# WHAT THIS TASK INVOLVES:
Repeat the data verbatim.

# DATA:
■ ■ ■ ■ ■

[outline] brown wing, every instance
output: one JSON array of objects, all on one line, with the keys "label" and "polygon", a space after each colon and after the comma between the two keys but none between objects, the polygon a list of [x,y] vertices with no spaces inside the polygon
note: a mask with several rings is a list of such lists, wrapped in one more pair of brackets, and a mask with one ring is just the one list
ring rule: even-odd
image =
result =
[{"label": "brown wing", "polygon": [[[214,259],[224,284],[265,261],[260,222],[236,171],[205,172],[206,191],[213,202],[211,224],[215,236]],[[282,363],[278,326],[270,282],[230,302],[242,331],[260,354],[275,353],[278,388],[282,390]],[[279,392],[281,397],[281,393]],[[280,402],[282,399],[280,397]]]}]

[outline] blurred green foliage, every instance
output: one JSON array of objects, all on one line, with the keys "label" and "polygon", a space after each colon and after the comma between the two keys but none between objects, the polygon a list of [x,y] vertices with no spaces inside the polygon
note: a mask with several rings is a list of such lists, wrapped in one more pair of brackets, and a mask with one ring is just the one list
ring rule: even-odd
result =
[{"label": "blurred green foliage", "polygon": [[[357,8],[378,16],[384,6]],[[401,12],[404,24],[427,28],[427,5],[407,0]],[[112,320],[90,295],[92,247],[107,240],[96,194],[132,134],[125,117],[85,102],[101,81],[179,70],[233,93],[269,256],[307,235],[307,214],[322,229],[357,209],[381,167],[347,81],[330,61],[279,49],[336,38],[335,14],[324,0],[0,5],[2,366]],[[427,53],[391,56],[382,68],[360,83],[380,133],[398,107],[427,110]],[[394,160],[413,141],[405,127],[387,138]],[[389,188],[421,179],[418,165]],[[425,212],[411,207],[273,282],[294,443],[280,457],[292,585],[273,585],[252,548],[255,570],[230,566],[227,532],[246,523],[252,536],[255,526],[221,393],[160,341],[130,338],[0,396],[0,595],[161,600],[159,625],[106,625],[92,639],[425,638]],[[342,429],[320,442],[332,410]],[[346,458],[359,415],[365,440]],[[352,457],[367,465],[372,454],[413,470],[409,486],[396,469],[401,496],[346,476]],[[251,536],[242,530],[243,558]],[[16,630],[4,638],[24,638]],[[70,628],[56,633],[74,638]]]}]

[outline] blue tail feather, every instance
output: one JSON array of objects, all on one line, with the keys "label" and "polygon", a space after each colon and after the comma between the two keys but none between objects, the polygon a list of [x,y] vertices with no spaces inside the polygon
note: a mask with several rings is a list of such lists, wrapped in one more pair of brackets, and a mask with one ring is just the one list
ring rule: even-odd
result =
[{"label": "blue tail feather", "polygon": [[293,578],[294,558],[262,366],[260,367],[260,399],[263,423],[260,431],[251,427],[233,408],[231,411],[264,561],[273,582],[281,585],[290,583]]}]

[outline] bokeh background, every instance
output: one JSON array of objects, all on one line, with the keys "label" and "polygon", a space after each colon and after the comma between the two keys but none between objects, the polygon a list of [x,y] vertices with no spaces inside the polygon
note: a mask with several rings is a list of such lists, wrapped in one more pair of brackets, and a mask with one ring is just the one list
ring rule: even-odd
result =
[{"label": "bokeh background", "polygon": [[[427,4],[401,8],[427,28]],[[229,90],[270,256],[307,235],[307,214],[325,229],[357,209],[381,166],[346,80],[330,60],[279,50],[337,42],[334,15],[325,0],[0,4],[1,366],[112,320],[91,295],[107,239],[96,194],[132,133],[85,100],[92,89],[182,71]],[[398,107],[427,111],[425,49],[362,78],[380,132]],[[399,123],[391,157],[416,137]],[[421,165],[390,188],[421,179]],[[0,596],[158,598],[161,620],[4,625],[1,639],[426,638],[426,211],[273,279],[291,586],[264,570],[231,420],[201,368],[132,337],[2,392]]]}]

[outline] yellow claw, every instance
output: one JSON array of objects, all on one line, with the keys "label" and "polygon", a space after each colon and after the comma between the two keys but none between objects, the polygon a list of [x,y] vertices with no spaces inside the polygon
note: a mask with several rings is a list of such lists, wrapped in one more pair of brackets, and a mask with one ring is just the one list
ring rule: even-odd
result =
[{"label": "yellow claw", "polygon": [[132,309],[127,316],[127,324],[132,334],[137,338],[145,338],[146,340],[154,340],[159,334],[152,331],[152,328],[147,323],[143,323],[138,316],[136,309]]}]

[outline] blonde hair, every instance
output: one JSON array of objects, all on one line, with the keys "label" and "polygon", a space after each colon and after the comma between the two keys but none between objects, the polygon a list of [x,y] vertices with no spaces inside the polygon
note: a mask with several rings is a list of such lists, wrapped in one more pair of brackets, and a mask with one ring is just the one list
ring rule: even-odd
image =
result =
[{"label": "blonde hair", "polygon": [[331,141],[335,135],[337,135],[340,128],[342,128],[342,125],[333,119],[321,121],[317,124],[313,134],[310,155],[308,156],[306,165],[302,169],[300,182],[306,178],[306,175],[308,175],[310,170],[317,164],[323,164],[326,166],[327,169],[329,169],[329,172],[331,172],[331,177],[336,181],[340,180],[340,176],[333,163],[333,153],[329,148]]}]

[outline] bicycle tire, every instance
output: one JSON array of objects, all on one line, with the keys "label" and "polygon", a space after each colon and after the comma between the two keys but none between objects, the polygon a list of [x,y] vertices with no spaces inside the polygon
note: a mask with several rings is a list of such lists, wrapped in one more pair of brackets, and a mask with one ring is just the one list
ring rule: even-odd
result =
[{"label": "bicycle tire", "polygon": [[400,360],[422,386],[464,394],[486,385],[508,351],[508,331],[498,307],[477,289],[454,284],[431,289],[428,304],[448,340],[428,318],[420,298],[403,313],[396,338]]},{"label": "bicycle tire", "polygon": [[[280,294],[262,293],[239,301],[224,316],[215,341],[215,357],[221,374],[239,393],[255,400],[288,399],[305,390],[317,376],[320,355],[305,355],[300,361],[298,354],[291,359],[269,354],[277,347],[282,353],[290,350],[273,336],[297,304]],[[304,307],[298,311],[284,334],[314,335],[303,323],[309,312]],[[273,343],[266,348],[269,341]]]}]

■ ■ ■ ■ ■

# OUTPUT:
[outline] brown wing, every instance
output: one JSON array of objects, all on one line, with the keys "label" and "polygon", a space after each colon and after the comma between the two keys but none between objects, the polygon a list of [x,y] vertices with no spaces inside the polygon
note: a mask with several rings is a list of such lists, wrapped in one more pair of brackets, and a mask with one ring is just the one list
ring rule: even-odd
image =
result =
[{"label": "brown wing", "polygon": [[[214,259],[224,284],[265,261],[260,222],[236,171],[205,172],[206,191],[213,202],[211,224],[215,236]],[[282,363],[278,326],[270,282],[230,302],[242,331],[260,354],[275,353],[278,388],[282,390]],[[279,392],[281,397],[281,393]],[[280,402],[282,399],[280,397]]]}]

[outline] blurred green foliage, every instance
output: one JSON array of objects, all on one line, with the keys "label" and "polygon", a space after each colon and after the comma between the two keys but none between objects, the polygon a list of [x,y] vertices with no spaces inside the polygon
note: a mask with several rings is a list of such lists, wrapped in one more pair of brackets, and a mask with one ring is just the one list
ring rule: even-odd
result =
[{"label": "blurred green foliage", "polygon": [[[357,8],[378,16],[384,6]],[[401,12],[404,24],[427,28],[427,5],[407,0]],[[112,320],[90,295],[92,247],[107,240],[96,194],[132,134],[125,117],[85,102],[101,81],[179,70],[233,93],[269,256],[307,235],[307,214],[322,229],[357,209],[381,167],[347,81],[330,61],[279,49],[336,38],[335,14],[324,0],[0,5],[2,366]],[[427,53],[391,56],[382,68],[360,83],[380,133],[398,107],[427,110]],[[394,160],[413,141],[405,127],[387,138]],[[389,188],[421,179],[418,165]],[[425,212],[411,207],[273,282],[294,443],[280,457],[292,585],[273,585],[252,548],[255,570],[230,566],[227,532],[246,523],[252,536],[255,526],[221,393],[160,341],[130,338],[0,396],[0,595],[161,600],[159,625],[106,625],[92,639],[425,638]],[[342,429],[320,442],[332,410]],[[346,458],[359,415],[365,440]],[[352,457],[367,465],[372,454],[413,470],[409,486],[396,469],[401,496],[346,476]],[[251,536],[242,530],[243,558]],[[16,630],[4,638],[24,638]],[[70,628],[56,633],[74,638]]]}]

[outline] blue tail feather, every instance
output: one JSON array of objects, all on one line, with the keys "label" and "polygon", a space after each colon and after the comma between the two keys but none between objects, the polygon a list of [x,y] vertices with no spaces inside the polygon
note: a mask with several rings is a list of such lists, wrapped in one more pair of brackets, and a mask with one ring is just the one list
ring rule: even-odd
result =
[{"label": "blue tail feather", "polygon": [[293,578],[294,558],[262,366],[260,367],[260,399],[263,423],[260,431],[251,427],[233,408],[231,411],[264,561],[273,582],[281,585],[290,583]]}]

[outline] bokeh background, every instance
output: one JSON array of objects, all on one line, with the keys "label" and "polygon", a space after each colon and after the comma between the two keys but none between objects, the polygon a list of [x,y] vertices with no spaces inside the polygon
note: a mask with several rings is a list of such lists, wrapped in one more pair of brackets, and a mask with one ring is just the one list
ring rule: even-odd
result =
[{"label": "bokeh background", "polygon": [[[427,4],[401,8],[427,28]],[[229,90],[270,256],[307,235],[307,214],[325,229],[357,209],[381,166],[346,80],[330,60],[279,50],[337,42],[334,15],[325,0],[0,4],[1,366],[112,320],[91,295],[107,239],[96,194],[132,133],[85,100],[92,89],[182,71]],[[398,107],[427,111],[425,49],[362,78],[380,132]],[[399,123],[391,157],[416,137]],[[421,165],[390,188],[421,179]],[[0,596],[158,598],[161,620],[4,625],[1,639],[426,638],[426,211],[273,279],[291,586],[264,570],[231,420],[201,368],[132,337],[2,392]]]}]

[outline] yellow claw, every instance
output: one JSON array of objects, all on one line, with the keys "label" and "polygon", a space after each colon and after the comma between the two keys but none between objects, the polygon a list of [x,y] vertices with no spaces inside the polygon
note: a mask with several rings is a list of such lists, wrapped in one more pair of brackets, and a mask with one ring is just the one list
ring rule: even-odd
result =
[{"label": "yellow claw", "polygon": [[132,309],[127,316],[127,324],[132,334],[137,338],[145,338],[146,340],[154,340],[159,334],[152,331],[152,328],[147,323],[143,323],[138,316],[136,309]]}]

[outline] blonde hair, every instance
output: one JSON array of objects, all on one line, with the keys "label" and "polygon", a space after each colon and after the comma between the two keys but none between objects, the polygon a list of [x,y] vertices with no spaces inside the polygon
note: a mask with several rings is a list of such lists, wrapped in one more pair of brackets, and a mask with one ring is just the one list
ring rule: even-odd
image =
result =
[{"label": "blonde hair", "polygon": [[331,141],[335,135],[337,135],[340,128],[342,128],[342,125],[333,119],[321,121],[317,124],[313,134],[310,155],[308,156],[306,165],[302,169],[300,182],[306,178],[306,175],[308,175],[310,170],[317,164],[323,164],[326,166],[327,169],[329,169],[329,172],[331,172],[331,177],[336,181],[340,180],[340,176],[333,163],[333,153],[329,148]]}]

[outline] bicycle tire, every instance
output: one JSON array of objects, all on one line, with the keys "label" and "polygon", a space after each colon and after the comma between the two keys but none between objects, the polygon a list of [x,y] vertices with no spaces inside the polygon
note: a mask with several rings is a list of such lists, wrapped in one more pair of brackets, and a mask with one ring is just the one list
ring rule: even-odd
result =
[{"label": "bicycle tire", "polygon": [[400,360],[422,386],[464,394],[486,385],[508,351],[508,331],[498,307],[477,289],[454,284],[431,289],[428,304],[448,340],[428,318],[420,298],[403,313],[396,338]]},{"label": "bicycle tire", "polygon": [[[280,294],[262,293],[239,301],[224,316],[215,341],[215,357],[221,374],[239,393],[255,400],[288,399],[305,390],[317,376],[320,355],[305,355],[300,361],[298,354],[291,359],[269,354],[277,347],[282,353],[290,350],[273,336],[297,304]],[[304,307],[298,311],[284,334],[314,335],[303,323],[309,312]],[[273,343],[266,348],[269,341]]]}]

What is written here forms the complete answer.